Set exercise: Substitute "image coordinates" for "pixel coordinates" throughout all of the rows below, keeping everything else the same. Leave the pictures out of your reply.

[Point placement records]
— Begin —

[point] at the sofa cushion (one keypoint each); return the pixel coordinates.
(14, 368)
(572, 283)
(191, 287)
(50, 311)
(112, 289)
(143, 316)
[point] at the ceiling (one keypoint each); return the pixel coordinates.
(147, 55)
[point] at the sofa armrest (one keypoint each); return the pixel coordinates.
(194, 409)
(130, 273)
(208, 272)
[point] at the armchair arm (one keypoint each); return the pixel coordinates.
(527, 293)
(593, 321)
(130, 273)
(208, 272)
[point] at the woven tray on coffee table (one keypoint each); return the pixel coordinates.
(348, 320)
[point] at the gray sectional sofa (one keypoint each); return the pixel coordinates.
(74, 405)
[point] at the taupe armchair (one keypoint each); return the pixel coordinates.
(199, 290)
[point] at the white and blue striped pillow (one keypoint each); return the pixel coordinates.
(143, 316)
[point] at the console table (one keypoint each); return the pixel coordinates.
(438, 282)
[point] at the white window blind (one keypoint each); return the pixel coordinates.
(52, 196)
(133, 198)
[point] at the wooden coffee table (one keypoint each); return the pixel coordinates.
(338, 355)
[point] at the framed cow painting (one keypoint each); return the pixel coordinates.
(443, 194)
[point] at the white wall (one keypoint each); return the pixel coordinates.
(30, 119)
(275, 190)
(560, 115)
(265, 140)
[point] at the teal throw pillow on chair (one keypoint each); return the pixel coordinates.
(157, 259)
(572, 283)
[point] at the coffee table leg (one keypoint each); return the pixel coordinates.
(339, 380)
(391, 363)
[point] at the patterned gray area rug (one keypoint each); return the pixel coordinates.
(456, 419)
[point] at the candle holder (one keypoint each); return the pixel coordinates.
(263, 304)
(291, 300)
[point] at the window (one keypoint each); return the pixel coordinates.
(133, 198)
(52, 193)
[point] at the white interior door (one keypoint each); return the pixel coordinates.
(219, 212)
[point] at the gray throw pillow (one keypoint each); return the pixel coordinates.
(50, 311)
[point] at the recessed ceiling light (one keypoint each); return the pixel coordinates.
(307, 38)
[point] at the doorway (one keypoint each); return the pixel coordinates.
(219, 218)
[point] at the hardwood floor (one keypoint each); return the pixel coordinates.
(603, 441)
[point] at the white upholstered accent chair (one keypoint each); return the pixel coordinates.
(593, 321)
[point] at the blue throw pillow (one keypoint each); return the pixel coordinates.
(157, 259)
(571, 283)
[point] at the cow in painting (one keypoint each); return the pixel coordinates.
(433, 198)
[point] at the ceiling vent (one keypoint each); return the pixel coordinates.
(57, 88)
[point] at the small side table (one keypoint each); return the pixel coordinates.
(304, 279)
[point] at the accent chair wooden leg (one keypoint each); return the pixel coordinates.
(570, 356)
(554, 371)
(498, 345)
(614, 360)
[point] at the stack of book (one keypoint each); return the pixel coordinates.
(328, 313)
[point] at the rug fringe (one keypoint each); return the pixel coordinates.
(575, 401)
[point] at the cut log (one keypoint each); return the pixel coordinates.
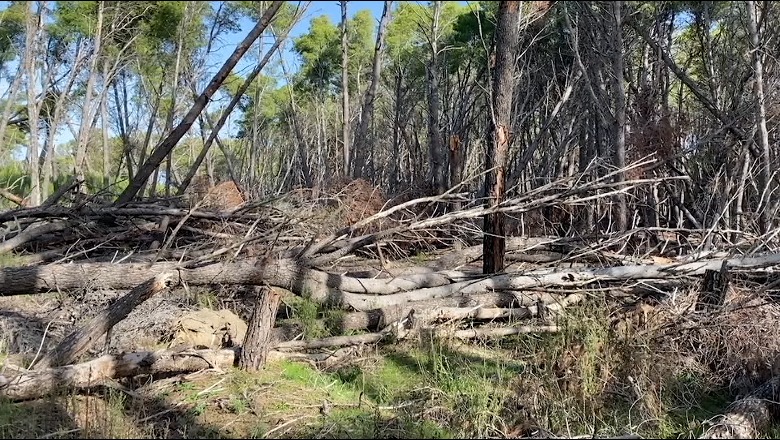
(713, 289)
(478, 307)
(258, 335)
(749, 417)
(85, 337)
(337, 289)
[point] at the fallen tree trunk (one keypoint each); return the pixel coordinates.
(482, 307)
(85, 337)
(749, 417)
(41, 382)
(337, 289)
(31, 232)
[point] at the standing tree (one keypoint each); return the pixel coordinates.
(345, 87)
(368, 106)
(620, 114)
(498, 140)
(765, 179)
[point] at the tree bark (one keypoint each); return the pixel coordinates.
(368, 105)
(226, 113)
(494, 241)
(258, 336)
(83, 338)
(436, 145)
(34, 23)
(338, 289)
(621, 222)
(167, 145)
(765, 181)
(87, 107)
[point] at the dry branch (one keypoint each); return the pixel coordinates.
(85, 337)
(491, 306)
(30, 233)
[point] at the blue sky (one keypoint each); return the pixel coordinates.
(218, 57)
(315, 9)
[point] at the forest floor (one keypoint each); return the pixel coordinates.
(619, 365)
(610, 371)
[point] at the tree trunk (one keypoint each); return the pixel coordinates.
(765, 181)
(345, 89)
(621, 222)
(87, 113)
(167, 145)
(104, 123)
(225, 114)
(498, 140)
(83, 338)
(436, 146)
(258, 336)
(34, 23)
(8, 108)
(368, 106)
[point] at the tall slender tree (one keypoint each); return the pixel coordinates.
(499, 134)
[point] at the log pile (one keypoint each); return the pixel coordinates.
(152, 247)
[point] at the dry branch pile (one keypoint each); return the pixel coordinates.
(152, 247)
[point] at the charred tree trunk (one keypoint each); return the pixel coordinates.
(258, 336)
(758, 70)
(498, 140)
(620, 116)
(368, 106)
(436, 147)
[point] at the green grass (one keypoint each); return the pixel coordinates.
(574, 382)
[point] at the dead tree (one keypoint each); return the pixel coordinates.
(498, 141)
(258, 335)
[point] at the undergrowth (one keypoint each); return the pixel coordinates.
(588, 379)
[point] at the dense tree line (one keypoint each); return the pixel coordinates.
(405, 100)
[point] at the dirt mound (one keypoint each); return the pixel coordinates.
(224, 196)
(207, 328)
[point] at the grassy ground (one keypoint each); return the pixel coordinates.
(585, 380)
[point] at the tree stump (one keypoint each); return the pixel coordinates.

— End —

Output for this exercise:
[point] at the sofa cushion (one keypoint each); return the image coordinates.
(14, 368)
(572, 283)
(191, 287)
(50, 311)
(112, 289)
(143, 316)
[point] at the ceiling (one keypoint each); return the image coordinates.
(147, 55)
[point] at the sofa armrest (one keypoint each); return the image coordinates.
(194, 409)
(130, 273)
(208, 272)
[point] at the armchair arm (one keypoint each); return the image coordinates.
(527, 293)
(593, 321)
(130, 273)
(208, 272)
[point] at the woven tray on coffee table (one keypoint each); return the image coordinates.
(348, 320)
[point] at the gray sectional sofa (one keypoint each); return the image coordinates.
(74, 405)
[point] at the taupe armchair (one keypoint each); return the image coordinates.
(199, 290)
[point] at the white and blue striped pillow (one keypoint each); return the image coordinates.
(143, 316)
[point] at the console table (one keypoint each); return the image coordinates.
(438, 282)
[point] at the white window blind (one keypoint each); return the image coordinates.
(52, 196)
(133, 198)
[point] at the wooden coffee table (one keypoint each); return the image coordinates.
(338, 355)
[point] at the framed cow painting (one keypoint each); return the image coordinates.
(443, 194)
[point] at the white wall (one keypoint each); return the image coordinates.
(30, 119)
(275, 190)
(560, 115)
(265, 140)
[point] at the teal throw pillow on chair (one keypoint each); return the image coordinates.
(157, 259)
(572, 283)
[point] at the coffee table leg (one keypoint each); return the image coordinates.
(339, 380)
(391, 363)
[point] at the patterned gray area rug (one keypoint each); return the image coordinates.
(456, 419)
[point] at the candle holder (one keypoint each); return the image coordinates.
(263, 304)
(291, 300)
[point] at the window (one keypoint each); return the image coordinates.
(133, 198)
(52, 193)
[point] at the white interior door (one keypoint each); return the image coordinates.
(219, 212)
[point] at the gray throw pillow (one keypoint each); return the image coordinates.
(50, 311)
[point] at the recessed ceiling light (one keypoint each); return the image coordinates.
(307, 38)
[point] at the doorway (one keypoint each); return the image coordinates.
(219, 218)
[point] at the hardwood floor (one keypoint each); return the image coordinates.
(603, 441)
[point] at the white upholstered accent chair (one keypoint each); return the image coordinates.
(593, 321)
[point] at the blue throw pillow (one keypoint each); return the image coordinates.
(157, 259)
(571, 283)
[point] at the cow in painting (one keypoint each); return the image coordinates.
(433, 198)
[point] at the ceiling vent (one keypoint each); return the image coordinates.
(57, 88)
[point] at the small side table (one keypoint each); return the image coordinates.
(304, 279)
[point] at the accent chair wooden leg (one keypoint each); return the image coordinates.
(570, 356)
(554, 371)
(498, 345)
(614, 360)
[point] at the stack of book (one keypoint each); return the image coordinates.
(328, 313)
[point] at the rug fringe (one keypoint each); return the image coordinates.
(575, 401)
[point] at the cut log (one keypoint each); return the image coordinates.
(713, 289)
(478, 307)
(258, 335)
(749, 417)
(85, 337)
(337, 289)
[point] at the fallen tree trunk (one keypoint each); return the image coordinates.
(482, 307)
(85, 337)
(749, 417)
(41, 382)
(337, 289)
(31, 232)
[point] at the standing tree (one keypoint each); return the image coordinates.
(345, 87)
(368, 106)
(620, 114)
(498, 140)
(765, 179)
[point] at the tree bark (one keypoint each); return the image coordinates.
(368, 105)
(226, 113)
(494, 241)
(258, 336)
(83, 338)
(436, 145)
(34, 23)
(338, 289)
(621, 222)
(167, 145)
(765, 181)
(87, 107)
[point] at the dry branch (one keypoint each); return the image coordinates.
(85, 337)
(491, 306)
(30, 233)
[point] at the blue sky (one keypoint each); return the image coordinates.
(218, 57)
(315, 9)
[point] at the forest floor (one keypoint each); return the image coordinates.
(619, 365)
(610, 371)
[point] at the tree trunk (one keypoint each); return the image coordinates.
(765, 181)
(345, 89)
(621, 222)
(87, 113)
(167, 145)
(104, 123)
(225, 114)
(498, 140)
(83, 338)
(436, 146)
(258, 336)
(34, 23)
(8, 108)
(368, 106)
[point] at the tall slender tree (one keypoint each); return the image coordinates.
(499, 134)
[point] at the log pile (one keypoint each); return the image coordinates.
(152, 247)
[point] at the dry branch pile (one keypoint each); return the image coordinates.
(152, 247)
[point] at the charred tree trunk (one keypoint each); return the image coordinates.
(258, 336)
(758, 70)
(498, 140)
(620, 116)
(368, 106)
(436, 147)
[point] at the green grass (one keypoint each); return the image coordinates.
(574, 382)
[point] at the dead tree (one keypoint each); return the image coordinates.
(498, 141)
(258, 335)
[point] at the undergrowth (one keypoint each); return the image coordinates.
(588, 379)
[point] at the dense tree line (one keypoint each); return the image coordinates.
(405, 100)
[point] at the dirt mound (one keypoint each); return the image coordinates.
(224, 196)
(207, 328)
[point] at the grassy ground (one keypoint each); return the image coordinates.
(585, 380)
[point] at the tree stump (one keypoint each); return the image coordinates.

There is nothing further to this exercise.